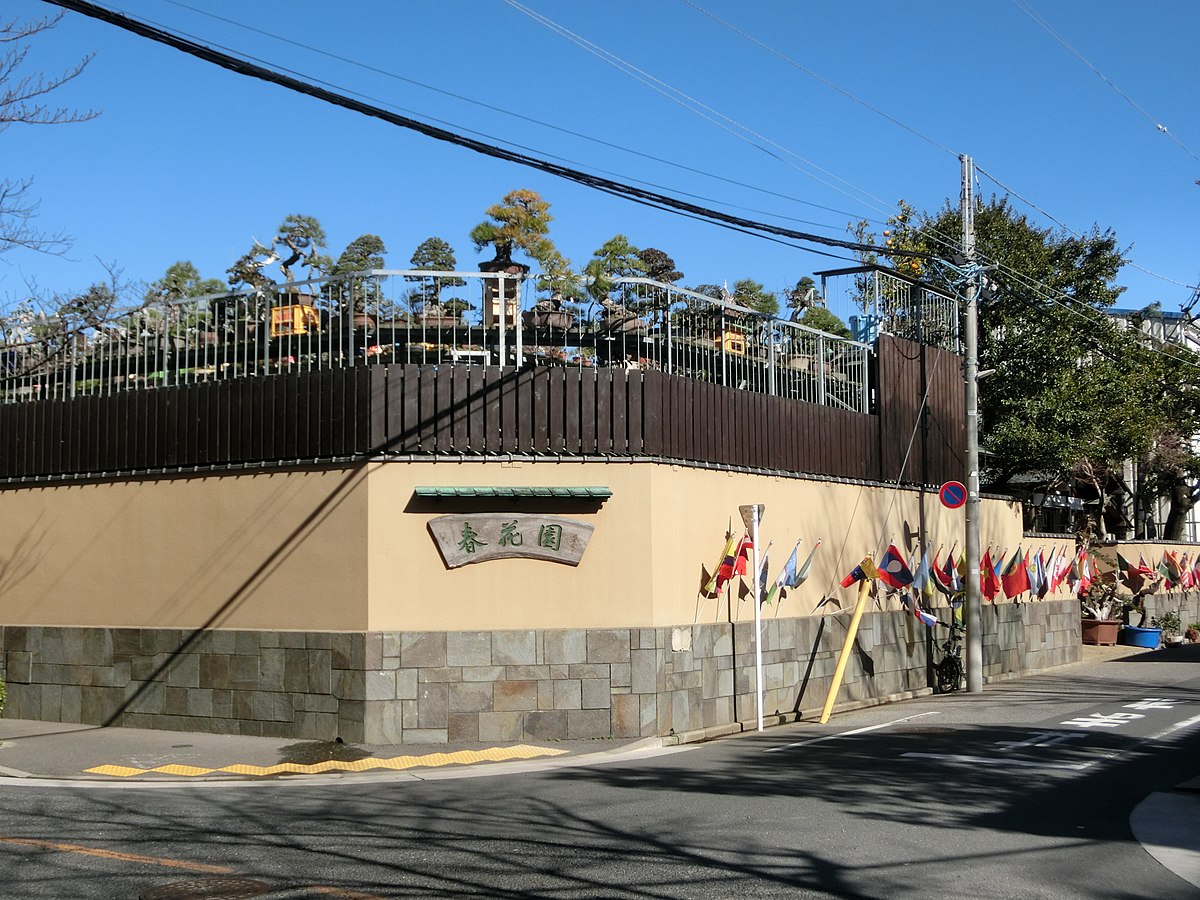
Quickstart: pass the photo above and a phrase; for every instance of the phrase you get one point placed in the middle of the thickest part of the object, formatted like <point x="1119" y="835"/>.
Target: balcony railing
<point x="427" y="318"/>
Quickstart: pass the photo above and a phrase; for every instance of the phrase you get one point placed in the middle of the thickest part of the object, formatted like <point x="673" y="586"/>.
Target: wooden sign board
<point x="481" y="537"/>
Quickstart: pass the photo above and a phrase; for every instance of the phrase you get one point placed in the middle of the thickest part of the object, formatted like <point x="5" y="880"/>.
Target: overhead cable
<point x="1158" y="126"/>
<point x="703" y="111"/>
<point x="520" y="117"/>
<point x="823" y="81"/>
<point x="617" y="189"/>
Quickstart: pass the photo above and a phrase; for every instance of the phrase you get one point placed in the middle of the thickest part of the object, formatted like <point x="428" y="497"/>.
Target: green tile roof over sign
<point x="567" y="493"/>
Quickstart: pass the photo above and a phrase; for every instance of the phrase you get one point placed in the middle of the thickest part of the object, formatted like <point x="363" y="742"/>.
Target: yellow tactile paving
<point x="462" y="757"/>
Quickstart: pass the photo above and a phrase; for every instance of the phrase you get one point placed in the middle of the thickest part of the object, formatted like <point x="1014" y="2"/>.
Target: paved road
<point x="1025" y="791"/>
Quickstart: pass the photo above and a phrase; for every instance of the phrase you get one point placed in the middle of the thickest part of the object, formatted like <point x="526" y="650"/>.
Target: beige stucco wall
<point x="343" y="550"/>
<point x="264" y="551"/>
<point x="663" y="526"/>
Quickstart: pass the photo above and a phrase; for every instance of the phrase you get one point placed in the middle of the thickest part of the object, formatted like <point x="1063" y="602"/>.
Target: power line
<point x="823" y="81"/>
<point x="1158" y="126"/>
<point x="702" y="109"/>
<point x="617" y="189"/>
<point x="1072" y="231"/>
<point x="521" y="117"/>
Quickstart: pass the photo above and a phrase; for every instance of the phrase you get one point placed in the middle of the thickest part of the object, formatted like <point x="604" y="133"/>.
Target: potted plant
<point x="1101" y="609"/>
<point x="1170" y="624"/>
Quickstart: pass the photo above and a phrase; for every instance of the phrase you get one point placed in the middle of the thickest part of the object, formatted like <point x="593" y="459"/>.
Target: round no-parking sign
<point x="953" y="495"/>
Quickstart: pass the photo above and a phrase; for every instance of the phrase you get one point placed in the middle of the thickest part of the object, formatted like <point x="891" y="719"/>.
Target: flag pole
<point x="864" y="592"/>
<point x="757" y="619"/>
<point x="750" y="515"/>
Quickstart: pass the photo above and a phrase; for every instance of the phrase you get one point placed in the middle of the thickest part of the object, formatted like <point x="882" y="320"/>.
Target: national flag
<point x="1176" y="569"/>
<point x="1037" y="575"/>
<point x="955" y="571"/>
<point x="1170" y="571"/>
<point x="1125" y="568"/>
<point x="727" y="569"/>
<point x="940" y="579"/>
<point x="1085" y="571"/>
<point x="1059" y="567"/>
<point x="862" y="571"/>
<point x="762" y="573"/>
<point x="712" y="586"/>
<point x="792" y="575"/>
<point x="1187" y="580"/>
<point x="997" y="564"/>
<point x="894" y="570"/>
<point x="923" y="575"/>
<point x="1043" y="576"/>
<point x="921" y="615"/>
<point x="989" y="585"/>
<point x="744" y="549"/>
<point x="1015" y="579"/>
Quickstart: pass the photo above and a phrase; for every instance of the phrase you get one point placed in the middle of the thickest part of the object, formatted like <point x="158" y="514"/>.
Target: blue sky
<point x="187" y="161"/>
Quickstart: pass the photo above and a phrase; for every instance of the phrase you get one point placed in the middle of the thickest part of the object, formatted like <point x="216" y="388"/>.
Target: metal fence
<point x="427" y="318"/>
<point x="893" y="304"/>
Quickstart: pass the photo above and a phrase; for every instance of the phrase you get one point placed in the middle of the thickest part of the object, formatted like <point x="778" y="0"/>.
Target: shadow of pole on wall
<point x="808" y="670"/>
<point x="275" y="558"/>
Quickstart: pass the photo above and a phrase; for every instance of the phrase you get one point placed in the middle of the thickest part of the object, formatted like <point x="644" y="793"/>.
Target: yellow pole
<point x="864" y="591"/>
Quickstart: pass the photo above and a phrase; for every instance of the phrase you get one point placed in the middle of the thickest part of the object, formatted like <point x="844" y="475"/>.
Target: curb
<point x="751" y="727"/>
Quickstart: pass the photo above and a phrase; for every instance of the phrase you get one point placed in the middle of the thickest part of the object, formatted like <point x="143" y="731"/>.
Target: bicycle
<point x="949" y="670"/>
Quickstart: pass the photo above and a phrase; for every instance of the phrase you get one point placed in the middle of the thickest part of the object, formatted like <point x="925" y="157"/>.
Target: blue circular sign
<point x="953" y="495"/>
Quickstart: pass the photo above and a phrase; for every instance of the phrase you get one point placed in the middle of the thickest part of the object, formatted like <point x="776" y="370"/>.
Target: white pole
<point x="757" y="617"/>
<point x="751" y="515"/>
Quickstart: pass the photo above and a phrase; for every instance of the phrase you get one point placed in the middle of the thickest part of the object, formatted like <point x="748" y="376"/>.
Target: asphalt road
<point x="1025" y="791"/>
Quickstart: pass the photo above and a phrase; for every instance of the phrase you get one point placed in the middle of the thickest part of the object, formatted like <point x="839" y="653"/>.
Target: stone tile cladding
<point x="438" y="687"/>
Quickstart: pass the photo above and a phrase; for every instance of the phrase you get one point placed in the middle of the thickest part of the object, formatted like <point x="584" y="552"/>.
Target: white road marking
<point x="1002" y="761"/>
<point x="1177" y="726"/>
<point x="847" y="733"/>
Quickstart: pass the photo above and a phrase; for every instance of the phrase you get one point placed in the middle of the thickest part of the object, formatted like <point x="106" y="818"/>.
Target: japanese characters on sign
<point x="477" y="538"/>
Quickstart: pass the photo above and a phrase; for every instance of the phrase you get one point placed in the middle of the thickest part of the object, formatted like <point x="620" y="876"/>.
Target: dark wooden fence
<point x="474" y="412"/>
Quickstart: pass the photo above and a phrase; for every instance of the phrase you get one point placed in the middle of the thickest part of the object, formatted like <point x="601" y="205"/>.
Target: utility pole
<point x="972" y="605"/>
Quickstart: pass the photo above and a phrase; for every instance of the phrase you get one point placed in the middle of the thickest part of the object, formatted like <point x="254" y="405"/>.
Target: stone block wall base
<point x="492" y="687"/>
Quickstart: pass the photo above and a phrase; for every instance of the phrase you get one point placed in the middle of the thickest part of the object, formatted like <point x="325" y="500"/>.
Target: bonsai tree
<point x="1103" y="600"/>
<point x="363" y="253"/>
<point x="179" y="282"/>
<point x="521" y="222"/>
<point x="1170" y="623"/>
<point x="616" y="258"/>
<point x="659" y="267"/>
<point x="300" y="240"/>
<point x="436" y="256"/>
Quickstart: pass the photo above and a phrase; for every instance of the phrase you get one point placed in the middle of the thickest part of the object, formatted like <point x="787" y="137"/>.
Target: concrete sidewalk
<point x="53" y="750"/>
<point x="1167" y="823"/>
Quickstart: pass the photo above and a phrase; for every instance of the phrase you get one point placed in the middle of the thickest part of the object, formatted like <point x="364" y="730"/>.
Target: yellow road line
········
» **Goal**: Each entry gets copied exactly; the pictures stay out.

» **Expected answer**:
Quickstart: pass the photo above and a phrase; for every instance of the phrase you get one point placed in the middle of the thickest part of the object, formatted like <point x="1119" y="835"/>.
Target: balcony railing
<point x="427" y="318"/>
Quickstart: pass the photo above and a phrase; for every instance of the phrase you get one point placed in the middle of the thickest part of the object, formatted like <point x="673" y="586"/>.
Target: wooden sign board
<point x="481" y="537"/>
Quickstart: pass the photo above and a phrase; for every instance of the phrase you get one point placed in the middle of the thickest part of the object, formatted like <point x="5" y="880"/>.
Target: overhead cable
<point x="1158" y="126"/>
<point x="703" y="111"/>
<point x="520" y="117"/>
<point x="823" y="81"/>
<point x="617" y="189"/>
Quickstart: pass the photo above and a phrase; for every instance of the phrase you get one point placed in the middle of the thickest part of the object, formatted like <point x="428" y="497"/>.
Target: green tile roof over sign
<point x="567" y="493"/>
Quickstart: pass the photo above and a phrase; for every instance of the phrase you get one point placed in the middle of the thickest part of the object, formatted like <point x="363" y="742"/>.
Target: yellow tactile paving
<point x="462" y="757"/>
Quickstart: pass the photo above and a phrase; for every instance of the phrase you get one point placed in the middle of the thickest part of the object, formatted like <point x="1014" y="2"/>.
Target: paved road
<point x="1025" y="791"/>
Quickstart: pass the photo above and a phrase; for every instance of the phrase you get one point placed in the middle of the thickest part of the object, formatted like <point x="526" y="650"/>.
Target: beige stucco wall
<point x="343" y="550"/>
<point x="264" y="551"/>
<point x="663" y="526"/>
Quickstart: pass the photo above and a phrase; for every instance of the phrase you get one point placed in the middle of the thickest part of the object, formatted like <point x="1063" y="602"/>.
Target: power line
<point x="823" y="81"/>
<point x="1158" y="126"/>
<point x="702" y="109"/>
<point x="617" y="189"/>
<point x="1072" y="231"/>
<point x="521" y="117"/>
Quickstart: pass the photo above and a phrase; for every instance of the phrase you get one point placed in the middle of the thickest part of the object, formatted like <point x="604" y="133"/>.
Target: potted plant
<point x="1101" y="609"/>
<point x="1170" y="624"/>
Quickstart: pass the photo above and a phrase; for every instance of the phrase you get one point placed in the middle of the thickest part of the object, formatted like <point x="593" y="459"/>.
Target: round no-parking sign
<point x="953" y="495"/>
Quickstart: pass the photo above and a phrase; for every instance of the phrase you get one point placed in the middle of the thickest part of the object, formatted like <point x="891" y="719"/>.
Target: flag pole
<point x="864" y="592"/>
<point x="757" y="619"/>
<point x="750" y="515"/>
Quickstart: pass the photo above and a phrase; for every instance of the phrase you get one point placed in the middle of the thickest part of the object, formatted like <point x="882" y="320"/>.
Target: national flag
<point x="1176" y="569"/>
<point x="1037" y="575"/>
<point x="955" y="571"/>
<point x="1170" y="571"/>
<point x="1125" y="568"/>
<point x="727" y="569"/>
<point x="940" y="579"/>
<point x="1085" y="571"/>
<point x="1059" y="567"/>
<point x="862" y="571"/>
<point x="762" y="573"/>
<point x="712" y="586"/>
<point x="792" y="575"/>
<point x="1187" y="580"/>
<point x="997" y="564"/>
<point x="894" y="570"/>
<point x="923" y="575"/>
<point x="1043" y="576"/>
<point x="921" y="615"/>
<point x="989" y="585"/>
<point x="744" y="549"/>
<point x="1015" y="579"/>
Quickstart: pass the photo above and a phrase; for every instance of the phrase you get one point placed in the middle of the thickest part of the object, formatted like <point x="158" y="514"/>.
Target: blue sky
<point x="187" y="161"/>
Quickstart: pass the photo above and a phrase; for every instance of the phrase you get one point placed in the middle of the thickest part of the object, formatted like <point x="216" y="388"/>.
Target: metal fence
<point x="427" y="318"/>
<point x="893" y="304"/>
Quickstart: pass the photo above and a phrase; for every instance of the phrase you get one point placed in the middle of the thickest part of the object, formatted like <point x="778" y="0"/>.
Target: shadow of pole on wall
<point x="808" y="670"/>
<point x="275" y="558"/>
Quickstart: pass the photo above and a phrase; for every instance of the phrase you get one point placed in the middle of the thickest part of the object, formatted like <point x="644" y="793"/>.
Target: yellow pole
<point x="864" y="591"/>
Quickstart: pass the photo above and a phrase; for every instance of the phrase you get one point placed in the middle of the thickest part of the object, formatted like <point x="844" y="475"/>.
Target: curb
<point x="751" y="727"/>
Quickstart: pass the photo above and a phrase; for every instance of the phrase you get one point placed in the middle of the thickest part of the object, formatted like <point x="143" y="731"/>.
Target: bicycle
<point x="949" y="670"/>
Quickstart: pass the photo above and a phrase; for every instance of the phrase you get one point placed in the middle of the thickest part of the object, formatted like <point x="925" y="157"/>.
Target: blue circular sign
<point x="953" y="495"/>
Quickstart: pass the photo above and a phrase; for every instance of the phrase you get one point placed in the middle of the thickest part of the object, formatted like <point x="776" y="370"/>.
Target: white pole
<point x="757" y="617"/>
<point x="751" y="515"/>
Quickstart: pass the photo above and a phrase; for every instance of the phrase you get one point placed in the middle of the thickest part of the object, formatted like <point x="748" y="376"/>.
Target: asphalt road
<point x="1025" y="791"/>
Quickstart: pass the photo above and a phrase; for every instance of the phrase you get one point placed in the middle of the thickest part of the object, formatted like <point x="839" y="653"/>.
Target: stone tile cladding
<point x="438" y="687"/>
Quickstart: pass the photo above and a phrase; for every instance of the phrase you get one point placed in the middle of the thickest part of the object, formatted like <point x="584" y="552"/>.
Target: white road marking
<point x="1002" y="761"/>
<point x="1177" y="726"/>
<point x="847" y="733"/>
Quickstart: pass the photo above and a phrase; for every instance of the phrase you get one point placed in the middle of the thickest part of the object, formatted like <point x="106" y="818"/>.
Target: japanese characters on sign
<point x="477" y="538"/>
Quickstart: pass the photo above and a phrase; for every instance of the phrase you get one point placed in the middle of the thickest part of the object, formatted like <point x="620" y="876"/>.
Target: dark wooden fence
<point x="474" y="412"/>
Quickstart: pass the photo above and a phrase; for every instance of the phrase you get one point placed in the middle of the thickest part of the object, formatted like <point x="601" y="205"/>.
Target: utility pole
<point x="972" y="605"/>
Quickstart: pass the photo above and a phrase; for every instance of the phrase you get one point placed in the middle of the thickest part of the object, formatted like <point x="254" y="405"/>.
Target: stone block wall base
<point x="492" y="687"/>
Quickstart: pass the photo above and a phrase; for every instance of the phrase you get one point placed in the middle of the thickest part of the object, formatted like <point x="325" y="500"/>.
Target: bonsai tree
<point x="1103" y="600"/>
<point x="363" y="253"/>
<point x="179" y="282"/>
<point x="521" y="222"/>
<point x="1170" y="623"/>
<point x="616" y="258"/>
<point x="659" y="267"/>
<point x="300" y="240"/>
<point x="436" y="256"/>
Quickstart: pass the photo above and a phrase; for every instance of the phrase you get one point placed in the middle of the thickest part of the object, formatted like <point x="787" y="137"/>.
Target: concrete sidewalk
<point x="53" y="750"/>
<point x="1167" y="823"/>
Quickstart: pass the photo above and a phrase; for every instance of the phrase you get one point placed in the middle of the thickest part of the object, formatted like <point x="364" y="730"/>.
Target: yellow road line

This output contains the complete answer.